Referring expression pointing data
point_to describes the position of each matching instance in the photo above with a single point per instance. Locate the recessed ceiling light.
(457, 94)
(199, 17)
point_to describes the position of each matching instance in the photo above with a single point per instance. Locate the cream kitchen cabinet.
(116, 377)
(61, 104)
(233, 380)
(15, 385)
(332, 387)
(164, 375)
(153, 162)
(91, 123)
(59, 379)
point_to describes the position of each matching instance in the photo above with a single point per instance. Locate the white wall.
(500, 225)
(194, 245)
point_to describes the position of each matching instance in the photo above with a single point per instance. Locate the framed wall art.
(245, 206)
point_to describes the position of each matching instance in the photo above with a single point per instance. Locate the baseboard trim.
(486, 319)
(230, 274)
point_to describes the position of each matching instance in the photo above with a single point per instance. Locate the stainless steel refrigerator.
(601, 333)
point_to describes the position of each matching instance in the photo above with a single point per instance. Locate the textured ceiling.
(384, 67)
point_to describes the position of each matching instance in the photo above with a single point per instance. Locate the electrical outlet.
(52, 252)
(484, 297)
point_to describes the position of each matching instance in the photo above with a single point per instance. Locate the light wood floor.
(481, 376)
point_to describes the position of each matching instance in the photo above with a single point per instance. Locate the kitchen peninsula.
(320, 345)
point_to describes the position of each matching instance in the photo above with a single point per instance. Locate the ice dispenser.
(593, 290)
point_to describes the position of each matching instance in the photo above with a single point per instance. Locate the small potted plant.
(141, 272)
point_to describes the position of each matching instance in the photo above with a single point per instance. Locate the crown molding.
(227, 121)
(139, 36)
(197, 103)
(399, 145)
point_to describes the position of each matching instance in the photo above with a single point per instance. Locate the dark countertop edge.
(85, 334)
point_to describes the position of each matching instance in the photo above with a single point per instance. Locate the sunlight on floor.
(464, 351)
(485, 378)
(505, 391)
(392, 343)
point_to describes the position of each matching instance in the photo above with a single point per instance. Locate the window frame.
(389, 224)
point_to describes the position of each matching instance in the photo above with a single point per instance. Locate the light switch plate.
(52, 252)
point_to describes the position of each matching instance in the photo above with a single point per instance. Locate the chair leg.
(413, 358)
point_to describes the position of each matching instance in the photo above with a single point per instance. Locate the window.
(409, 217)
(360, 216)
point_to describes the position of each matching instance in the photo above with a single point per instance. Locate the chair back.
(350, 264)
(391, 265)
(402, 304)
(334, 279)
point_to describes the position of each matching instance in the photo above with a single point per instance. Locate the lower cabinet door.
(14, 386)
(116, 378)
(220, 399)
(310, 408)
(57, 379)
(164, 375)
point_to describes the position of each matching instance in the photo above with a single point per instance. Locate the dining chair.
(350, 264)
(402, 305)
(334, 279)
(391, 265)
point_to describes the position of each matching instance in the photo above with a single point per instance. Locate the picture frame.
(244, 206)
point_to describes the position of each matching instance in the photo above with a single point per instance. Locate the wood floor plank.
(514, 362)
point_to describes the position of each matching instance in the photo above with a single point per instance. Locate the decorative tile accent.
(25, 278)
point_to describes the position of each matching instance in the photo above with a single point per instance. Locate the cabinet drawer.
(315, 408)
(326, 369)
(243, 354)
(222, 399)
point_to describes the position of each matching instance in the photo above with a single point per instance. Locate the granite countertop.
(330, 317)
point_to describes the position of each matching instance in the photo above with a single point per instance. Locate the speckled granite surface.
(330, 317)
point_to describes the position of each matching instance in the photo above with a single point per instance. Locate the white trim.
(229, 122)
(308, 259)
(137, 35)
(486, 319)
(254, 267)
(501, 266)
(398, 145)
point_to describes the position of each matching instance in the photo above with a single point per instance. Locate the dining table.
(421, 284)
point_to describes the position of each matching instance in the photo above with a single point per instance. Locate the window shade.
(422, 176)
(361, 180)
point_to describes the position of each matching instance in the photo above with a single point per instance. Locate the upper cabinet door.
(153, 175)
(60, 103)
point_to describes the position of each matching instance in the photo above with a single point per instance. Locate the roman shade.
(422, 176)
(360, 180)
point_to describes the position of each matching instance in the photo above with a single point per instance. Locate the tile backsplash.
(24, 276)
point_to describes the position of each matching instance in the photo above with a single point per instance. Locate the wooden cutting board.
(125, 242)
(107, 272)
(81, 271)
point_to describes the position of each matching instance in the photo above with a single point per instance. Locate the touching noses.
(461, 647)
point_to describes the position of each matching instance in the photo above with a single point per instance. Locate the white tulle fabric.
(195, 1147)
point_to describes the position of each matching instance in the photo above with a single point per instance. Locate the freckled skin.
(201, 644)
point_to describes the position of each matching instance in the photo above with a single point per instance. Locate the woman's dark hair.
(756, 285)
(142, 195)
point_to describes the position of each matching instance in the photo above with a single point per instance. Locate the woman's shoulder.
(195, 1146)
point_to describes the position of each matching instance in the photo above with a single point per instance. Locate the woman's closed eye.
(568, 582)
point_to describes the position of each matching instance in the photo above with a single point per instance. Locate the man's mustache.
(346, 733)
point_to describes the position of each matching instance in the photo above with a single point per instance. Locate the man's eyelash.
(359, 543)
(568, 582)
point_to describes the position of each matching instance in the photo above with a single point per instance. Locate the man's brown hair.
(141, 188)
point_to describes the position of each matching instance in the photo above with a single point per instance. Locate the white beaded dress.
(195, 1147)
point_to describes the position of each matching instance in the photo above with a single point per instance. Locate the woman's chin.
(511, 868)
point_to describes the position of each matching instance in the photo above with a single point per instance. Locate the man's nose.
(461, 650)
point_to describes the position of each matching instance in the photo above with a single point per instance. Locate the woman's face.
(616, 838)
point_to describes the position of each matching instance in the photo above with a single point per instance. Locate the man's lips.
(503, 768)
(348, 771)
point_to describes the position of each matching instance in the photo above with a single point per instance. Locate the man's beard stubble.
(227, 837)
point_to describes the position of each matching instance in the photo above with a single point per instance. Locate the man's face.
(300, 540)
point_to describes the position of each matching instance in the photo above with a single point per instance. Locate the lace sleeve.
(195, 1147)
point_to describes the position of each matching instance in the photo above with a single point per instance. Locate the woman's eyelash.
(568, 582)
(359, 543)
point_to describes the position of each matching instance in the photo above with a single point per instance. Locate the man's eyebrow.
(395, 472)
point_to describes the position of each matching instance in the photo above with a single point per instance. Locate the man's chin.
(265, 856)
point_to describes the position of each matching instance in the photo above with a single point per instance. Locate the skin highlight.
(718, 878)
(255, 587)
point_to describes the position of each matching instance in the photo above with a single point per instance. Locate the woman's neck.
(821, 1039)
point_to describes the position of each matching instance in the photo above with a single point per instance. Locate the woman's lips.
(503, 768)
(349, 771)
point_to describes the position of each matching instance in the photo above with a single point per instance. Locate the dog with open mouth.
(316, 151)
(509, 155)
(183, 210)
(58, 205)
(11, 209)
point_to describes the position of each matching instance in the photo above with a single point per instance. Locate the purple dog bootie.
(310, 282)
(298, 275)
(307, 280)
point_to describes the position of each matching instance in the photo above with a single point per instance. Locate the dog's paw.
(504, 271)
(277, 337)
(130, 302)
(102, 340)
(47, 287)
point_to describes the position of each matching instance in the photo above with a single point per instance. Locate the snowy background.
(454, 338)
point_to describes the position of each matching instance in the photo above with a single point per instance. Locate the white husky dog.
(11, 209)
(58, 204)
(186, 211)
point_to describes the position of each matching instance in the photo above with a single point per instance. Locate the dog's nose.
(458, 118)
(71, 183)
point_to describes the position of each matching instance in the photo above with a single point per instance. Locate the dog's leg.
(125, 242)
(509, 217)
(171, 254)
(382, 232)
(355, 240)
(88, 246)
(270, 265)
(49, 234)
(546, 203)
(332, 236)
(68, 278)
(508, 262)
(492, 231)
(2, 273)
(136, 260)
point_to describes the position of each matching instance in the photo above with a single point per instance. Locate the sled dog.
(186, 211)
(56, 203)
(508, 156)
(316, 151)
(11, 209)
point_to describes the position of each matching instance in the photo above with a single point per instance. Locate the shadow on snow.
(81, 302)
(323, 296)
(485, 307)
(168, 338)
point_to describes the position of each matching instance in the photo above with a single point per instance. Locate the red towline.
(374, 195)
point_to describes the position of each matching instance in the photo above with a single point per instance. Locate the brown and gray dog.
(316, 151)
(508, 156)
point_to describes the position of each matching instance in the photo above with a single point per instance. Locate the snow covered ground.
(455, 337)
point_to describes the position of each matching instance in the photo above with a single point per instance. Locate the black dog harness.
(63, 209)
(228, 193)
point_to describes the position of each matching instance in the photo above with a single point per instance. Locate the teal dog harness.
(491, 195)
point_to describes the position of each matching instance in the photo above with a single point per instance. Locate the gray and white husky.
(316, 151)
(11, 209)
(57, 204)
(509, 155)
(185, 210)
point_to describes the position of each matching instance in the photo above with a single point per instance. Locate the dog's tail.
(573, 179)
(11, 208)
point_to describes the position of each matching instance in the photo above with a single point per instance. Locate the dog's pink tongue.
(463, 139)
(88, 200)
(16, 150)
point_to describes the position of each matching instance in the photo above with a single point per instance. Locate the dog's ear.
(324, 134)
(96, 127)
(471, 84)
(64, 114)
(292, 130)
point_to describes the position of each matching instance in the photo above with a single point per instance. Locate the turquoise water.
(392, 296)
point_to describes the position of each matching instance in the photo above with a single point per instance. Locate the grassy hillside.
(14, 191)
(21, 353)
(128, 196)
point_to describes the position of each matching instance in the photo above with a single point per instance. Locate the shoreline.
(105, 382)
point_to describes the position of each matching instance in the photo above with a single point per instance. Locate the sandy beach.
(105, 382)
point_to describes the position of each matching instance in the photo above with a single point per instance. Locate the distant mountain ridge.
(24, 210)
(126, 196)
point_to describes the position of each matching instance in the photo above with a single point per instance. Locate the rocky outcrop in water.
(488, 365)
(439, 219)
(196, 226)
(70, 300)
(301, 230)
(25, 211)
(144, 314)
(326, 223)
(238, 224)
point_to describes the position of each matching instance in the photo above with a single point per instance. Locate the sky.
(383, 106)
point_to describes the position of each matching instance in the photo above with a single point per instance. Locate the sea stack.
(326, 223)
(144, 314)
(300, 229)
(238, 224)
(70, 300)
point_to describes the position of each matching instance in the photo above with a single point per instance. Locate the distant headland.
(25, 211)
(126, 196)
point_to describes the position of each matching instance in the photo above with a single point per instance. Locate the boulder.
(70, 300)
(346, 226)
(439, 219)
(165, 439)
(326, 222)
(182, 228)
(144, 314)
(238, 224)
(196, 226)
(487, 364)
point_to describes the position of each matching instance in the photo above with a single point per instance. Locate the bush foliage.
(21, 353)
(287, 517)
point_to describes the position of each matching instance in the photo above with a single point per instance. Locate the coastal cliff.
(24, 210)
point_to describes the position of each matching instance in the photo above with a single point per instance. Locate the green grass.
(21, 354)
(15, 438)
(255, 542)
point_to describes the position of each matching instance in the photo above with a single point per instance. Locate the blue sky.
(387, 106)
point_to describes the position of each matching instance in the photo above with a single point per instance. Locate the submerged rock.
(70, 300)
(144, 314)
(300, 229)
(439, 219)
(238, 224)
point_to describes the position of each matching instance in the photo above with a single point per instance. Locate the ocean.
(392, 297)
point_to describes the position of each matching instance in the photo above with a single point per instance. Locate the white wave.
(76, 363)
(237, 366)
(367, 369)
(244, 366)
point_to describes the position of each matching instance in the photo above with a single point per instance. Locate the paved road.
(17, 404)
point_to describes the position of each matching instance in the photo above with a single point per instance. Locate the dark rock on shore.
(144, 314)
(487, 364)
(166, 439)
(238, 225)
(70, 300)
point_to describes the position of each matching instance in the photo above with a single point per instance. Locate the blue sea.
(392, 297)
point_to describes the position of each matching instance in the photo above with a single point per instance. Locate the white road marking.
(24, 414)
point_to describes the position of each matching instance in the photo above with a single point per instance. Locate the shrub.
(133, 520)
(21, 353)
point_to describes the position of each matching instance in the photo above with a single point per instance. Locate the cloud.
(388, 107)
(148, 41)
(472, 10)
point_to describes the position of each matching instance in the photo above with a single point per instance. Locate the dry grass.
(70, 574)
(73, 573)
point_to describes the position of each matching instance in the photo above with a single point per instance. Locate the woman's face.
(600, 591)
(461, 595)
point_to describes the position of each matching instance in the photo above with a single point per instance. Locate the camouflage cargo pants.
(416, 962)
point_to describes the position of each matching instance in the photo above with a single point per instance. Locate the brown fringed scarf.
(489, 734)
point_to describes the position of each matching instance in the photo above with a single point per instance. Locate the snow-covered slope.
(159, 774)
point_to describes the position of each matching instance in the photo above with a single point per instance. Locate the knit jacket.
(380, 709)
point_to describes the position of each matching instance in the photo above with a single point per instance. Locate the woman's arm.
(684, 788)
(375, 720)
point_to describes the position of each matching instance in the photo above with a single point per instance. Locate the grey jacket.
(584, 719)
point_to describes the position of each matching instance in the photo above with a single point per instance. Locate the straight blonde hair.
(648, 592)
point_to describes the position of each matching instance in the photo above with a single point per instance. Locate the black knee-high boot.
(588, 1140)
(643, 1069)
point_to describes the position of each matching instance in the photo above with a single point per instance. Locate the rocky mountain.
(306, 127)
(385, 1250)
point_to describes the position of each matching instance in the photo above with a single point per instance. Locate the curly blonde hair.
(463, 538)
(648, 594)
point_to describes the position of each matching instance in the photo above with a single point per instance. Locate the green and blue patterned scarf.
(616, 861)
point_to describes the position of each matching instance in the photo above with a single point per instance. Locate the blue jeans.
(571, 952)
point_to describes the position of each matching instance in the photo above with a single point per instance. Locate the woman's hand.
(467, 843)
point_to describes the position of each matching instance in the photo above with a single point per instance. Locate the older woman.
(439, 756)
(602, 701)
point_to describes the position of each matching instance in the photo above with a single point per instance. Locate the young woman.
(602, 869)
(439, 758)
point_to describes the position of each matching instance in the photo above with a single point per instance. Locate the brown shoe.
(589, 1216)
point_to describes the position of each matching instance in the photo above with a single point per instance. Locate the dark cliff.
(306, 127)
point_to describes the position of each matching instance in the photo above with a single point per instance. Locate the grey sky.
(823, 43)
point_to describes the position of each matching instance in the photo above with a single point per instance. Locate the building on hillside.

Aim of the exercise:
Each line from the one with "the rocky mountain." through the end of the records above should be written out exactly. No other line should appear.

Result:
point_to describes the position of each matching instance in the photo above with a single point per instance. Locate the rocky mountain.
(306, 127)
(385, 1250)
point_to describes the position of each matching instance in the photo above with a single point per instance. Locate the curly blonde hair.
(463, 538)
(648, 594)
point_to describes the position of each matching instance in the photo above with a single point per instance. Locate the green and blue patterned scarf.
(616, 861)
point_to describes the position of each matching instance in the photo above with a single point per instance. Locate the blue jeans.
(571, 952)
point_to describes the position of each matching instance in the photo above with a single point per instance. Locate the woman's hand.
(467, 843)
point_to describes the position of each matching instance in the photo above with a single point per instance. Locate the older woman.
(439, 756)
(602, 701)
point_to describes the position of each matching instance in the photo above with a single point per instance. Locate the young woman.
(602, 869)
(439, 758)
point_to describes the position of each matching instance in the photo above with a single point per instance. Locate the brown shoe.
(589, 1216)
point_to describes the position of each matching instance in the photo above with a single point per instance. Locate the dark cliff.
(306, 127)
point_to describes the position of each matching instance in the photo above with a single point per instance. Locate the grey sky.
(823, 43)
point_to describes the position of each matching instance in the photo above with a single point per instance. Locate the building on hillside.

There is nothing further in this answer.